**Problem to work on**
Please retype all of the data below, word for word.

**Source data**
Content starts

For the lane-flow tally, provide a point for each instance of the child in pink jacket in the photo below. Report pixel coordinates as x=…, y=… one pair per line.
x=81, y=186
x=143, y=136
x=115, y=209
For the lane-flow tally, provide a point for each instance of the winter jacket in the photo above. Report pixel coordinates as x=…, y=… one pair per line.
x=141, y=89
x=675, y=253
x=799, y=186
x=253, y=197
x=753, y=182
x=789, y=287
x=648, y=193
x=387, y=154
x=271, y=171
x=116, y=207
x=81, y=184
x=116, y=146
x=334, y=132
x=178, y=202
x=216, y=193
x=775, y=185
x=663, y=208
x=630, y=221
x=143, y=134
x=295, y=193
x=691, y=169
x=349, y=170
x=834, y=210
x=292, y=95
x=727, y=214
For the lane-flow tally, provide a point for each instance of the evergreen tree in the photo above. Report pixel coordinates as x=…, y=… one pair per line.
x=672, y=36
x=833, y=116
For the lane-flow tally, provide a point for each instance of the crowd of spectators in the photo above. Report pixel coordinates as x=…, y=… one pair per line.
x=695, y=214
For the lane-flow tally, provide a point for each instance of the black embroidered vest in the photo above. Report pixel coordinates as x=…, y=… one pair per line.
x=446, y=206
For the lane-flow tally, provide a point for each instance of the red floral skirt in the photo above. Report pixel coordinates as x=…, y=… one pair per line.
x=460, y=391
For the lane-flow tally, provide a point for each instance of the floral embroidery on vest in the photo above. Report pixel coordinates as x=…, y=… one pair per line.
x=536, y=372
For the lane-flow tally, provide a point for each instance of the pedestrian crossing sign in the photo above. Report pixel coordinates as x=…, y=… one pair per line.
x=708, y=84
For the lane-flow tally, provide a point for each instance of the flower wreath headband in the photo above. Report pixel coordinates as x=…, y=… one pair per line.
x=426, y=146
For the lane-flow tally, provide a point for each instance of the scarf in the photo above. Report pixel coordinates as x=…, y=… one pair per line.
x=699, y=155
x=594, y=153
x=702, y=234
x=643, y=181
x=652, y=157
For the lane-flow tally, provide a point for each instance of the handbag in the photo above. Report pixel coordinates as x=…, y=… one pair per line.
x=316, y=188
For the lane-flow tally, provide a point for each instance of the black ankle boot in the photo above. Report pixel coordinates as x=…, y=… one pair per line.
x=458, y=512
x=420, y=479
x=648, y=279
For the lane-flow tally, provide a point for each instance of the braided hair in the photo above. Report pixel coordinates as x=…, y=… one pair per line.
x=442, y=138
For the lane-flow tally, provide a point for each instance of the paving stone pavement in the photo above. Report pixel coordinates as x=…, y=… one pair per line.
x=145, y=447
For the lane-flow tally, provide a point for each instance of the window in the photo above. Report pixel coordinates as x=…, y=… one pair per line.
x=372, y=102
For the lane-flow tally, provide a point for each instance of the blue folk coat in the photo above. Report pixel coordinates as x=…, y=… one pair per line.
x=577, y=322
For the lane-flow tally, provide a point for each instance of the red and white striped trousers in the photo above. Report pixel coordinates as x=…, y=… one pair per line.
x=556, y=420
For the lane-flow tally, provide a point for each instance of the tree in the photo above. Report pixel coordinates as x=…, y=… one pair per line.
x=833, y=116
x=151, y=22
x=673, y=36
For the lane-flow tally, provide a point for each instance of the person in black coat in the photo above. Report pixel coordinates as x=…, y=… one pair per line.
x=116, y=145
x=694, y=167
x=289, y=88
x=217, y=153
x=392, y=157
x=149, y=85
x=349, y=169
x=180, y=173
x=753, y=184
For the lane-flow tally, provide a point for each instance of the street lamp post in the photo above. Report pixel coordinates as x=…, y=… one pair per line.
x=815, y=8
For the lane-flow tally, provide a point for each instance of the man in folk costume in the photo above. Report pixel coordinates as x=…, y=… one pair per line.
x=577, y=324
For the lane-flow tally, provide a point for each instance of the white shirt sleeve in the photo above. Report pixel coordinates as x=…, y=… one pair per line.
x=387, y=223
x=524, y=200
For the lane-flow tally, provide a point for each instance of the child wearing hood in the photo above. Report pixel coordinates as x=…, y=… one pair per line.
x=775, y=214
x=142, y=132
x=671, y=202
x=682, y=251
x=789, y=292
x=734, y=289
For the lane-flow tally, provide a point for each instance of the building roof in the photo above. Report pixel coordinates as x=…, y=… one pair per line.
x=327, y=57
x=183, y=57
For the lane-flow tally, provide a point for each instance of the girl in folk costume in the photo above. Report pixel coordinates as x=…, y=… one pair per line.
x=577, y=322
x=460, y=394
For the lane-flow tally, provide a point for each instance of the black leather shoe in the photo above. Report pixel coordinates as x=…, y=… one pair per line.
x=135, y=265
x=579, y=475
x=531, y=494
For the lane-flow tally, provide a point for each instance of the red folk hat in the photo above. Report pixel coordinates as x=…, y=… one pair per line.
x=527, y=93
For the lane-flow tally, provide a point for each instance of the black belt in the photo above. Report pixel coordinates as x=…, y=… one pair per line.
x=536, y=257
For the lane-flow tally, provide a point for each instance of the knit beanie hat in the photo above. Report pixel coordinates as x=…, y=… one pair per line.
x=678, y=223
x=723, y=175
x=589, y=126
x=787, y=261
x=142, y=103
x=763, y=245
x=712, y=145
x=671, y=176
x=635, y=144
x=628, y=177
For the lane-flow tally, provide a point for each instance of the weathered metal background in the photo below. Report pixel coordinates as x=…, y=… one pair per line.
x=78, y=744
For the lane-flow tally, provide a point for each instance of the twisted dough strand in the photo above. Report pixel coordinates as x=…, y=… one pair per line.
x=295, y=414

Content ends

**Completed task**
For the lane-flow tally, provide a point for each instance of the child in pink jacket in the photo below. Report pixel coordinates as x=…, y=… one pair per line.
x=81, y=186
x=143, y=136
x=115, y=209
For the lane-flow tally, provide a point for each instance of the winter jacket in the photo above. Report pixel coordinates as x=…, y=… one pair per line.
x=141, y=89
x=675, y=253
x=799, y=186
x=253, y=197
x=753, y=182
x=789, y=287
x=648, y=193
x=387, y=154
x=271, y=171
x=116, y=207
x=81, y=184
x=116, y=146
x=334, y=132
x=178, y=202
x=216, y=193
x=775, y=185
x=663, y=208
x=630, y=221
x=143, y=134
x=295, y=193
x=691, y=169
x=349, y=170
x=834, y=210
x=292, y=95
x=727, y=214
For the lane-flow tally, provide a point for each instance of the evergreen tree in the photo above. Report pixel coordinates as x=…, y=… one pair per line.
x=672, y=36
x=833, y=116
For the lane-flow tally, provide a point for each instance of the crowd of spectators in the photo above. Report pixel coordinates as x=…, y=… one pair per line.
x=695, y=214
For the lane-flow tally, provide a point for each instance of the black embroidered vest in the photo above. Report pixel coordinates as x=…, y=… one pair per line.
x=446, y=206
For the lane-flow tally, provide a point for each instance of the red floral skirt in the photo above. Report pixel coordinates as x=…, y=… one pair per line.
x=460, y=391
For the lane-flow tally, provide a point for each instance of the floral embroidery on vest in the photo above. Report pixel coordinates as x=…, y=… one pair per line.
x=536, y=372
For the lane-flow tally, provide a point for each instance of the pedestrian crossing sign in the photo above. Report pixel coordinates as x=…, y=… one pair per line.
x=708, y=84
For the lane-flow tally, provide a point for each instance of the flower wreath headband in the photo above. Report pixel coordinates as x=…, y=… one pair per line.
x=426, y=146
For the lane-flow tally, provide a point for each instance of the scarf in the photo above. Report pixel coordinates as x=…, y=… one pair per line.
x=699, y=155
x=594, y=153
x=702, y=234
x=643, y=181
x=652, y=157
For the lane-flow tally, provide a point for each instance of the handbag in the photo above. Report pixel coordinates as x=…, y=… one pair per line.
x=316, y=188
For the lane-flow tally, provide a point for each instance of the black ankle boot in the photo above. Report pixel coordinates as x=…, y=… one pair per line.
x=458, y=512
x=420, y=479
x=648, y=279
For the lane-flow tally, provide a point for each instance of the braided hair in the photo above. Report pixel coordinates as x=…, y=… one pair per line.
x=442, y=138
For the lane-flow tally, provide a point for each instance of the paving stone pavement in the photo above. Report pixel coordinates as x=…, y=… one pair per line.
x=145, y=447
For the lane-flow tally, provide a point for each instance of the window in the photo above. Report pixel coordinates as x=…, y=… one pair per line.
x=372, y=102
For the lane-flow tally, provide a point for each instance of the blue folk coat in the photo above. Report pixel coordinates as x=…, y=… one pair per line.
x=577, y=322
For the lane-flow tally, provide a point for each instance of the red and white striped trousers in the photo above. Report pixel coordinates as x=…, y=… one pair per line.
x=556, y=420
For the lane-flow tally, provide a point for each instance of the tree in the photo above. Report pixel coordinates as x=…, y=… one pair per line.
x=833, y=116
x=151, y=22
x=673, y=36
For the lane-flow tally, provide a point for each instance of the person in black coat in the photo above. Report pixel coordinates as x=…, y=… one pair per line.
x=116, y=145
x=694, y=167
x=289, y=88
x=217, y=153
x=392, y=157
x=149, y=85
x=349, y=169
x=180, y=173
x=753, y=184
For the lane-flow tally, provide a point for each instance of the street lamp post in the photo above. Report pixel coordinates as x=…, y=… one pair per line.
x=815, y=8
For the lane-flow tally, provide a point for each instance of the man in folk costume in the photo above. Report pixel coordinates as x=…, y=… one pair per line.
x=577, y=324
For the lane-flow tally, provide a point for each instance of the white shirt sleeve in the photo above. Report pixel coordinates as x=…, y=… one pair per line.
x=387, y=223
x=524, y=200
For the lane-flow tally, provide a point for each instance of the child wearing hood in the photo above. Report pixel coordinates as x=…, y=… one pair per line.
x=775, y=214
x=142, y=132
x=671, y=202
x=682, y=251
x=789, y=292
x=734, y=289
For the lane-flow tally, provide a point for each instance of the building roof in the photo above. Report pixel coordinates as x=…, y=… one pair per line.
x=327, y=57
x=183, y=57
For the lane-flow tally, provide a point for each instance of the girl in folk costume in the photo above. Report pixel coordinates as x=…, y=… one pair per line.
x=577, y=322
x=460, y=394
For the lane-flow tally, provide a point for each instance of the black leather shoe in the photo above. Report pixel coordinates as x=…, y=… one pair per line.
x=135, y=265
x=579, y=475
x=531, y=494
For the lane-flow tally, provide a point for each instance of the red folk hat in the photo above. Report pixel coordinates as x=…, y=… one pair per line.
x=527, y=93
For the lane-flow tally, provide a point for each instance of the black belt in the photo above. Report pixel coordinates as x=…, y=… one pair per line.
x=536, y=257
For the lane-flow tally, provide a point for each instance of the knit beanie hat in the photo above. Report pixel coordinates as x=…, y=… one pair per line.
x=678, y=223
x=723, y=175
x=589, y=126
x=787, y=261
x=142, y=103
x=763, y=245
x=712, y=145
x=671, y=176
x=635, y=144
x=628, y=177
For the lane-flow tally, provide a point for each instance of the weathered metal background in the photo below. Report pixel coordinates as x=…, y=… one pair per line.
x=78, y=744
For the lane-flow tally, provide a point for each instance of the twisted dough strand in the photo above. Report pixel coordinates as x=…, y=… one pair per line.
x=295, y=414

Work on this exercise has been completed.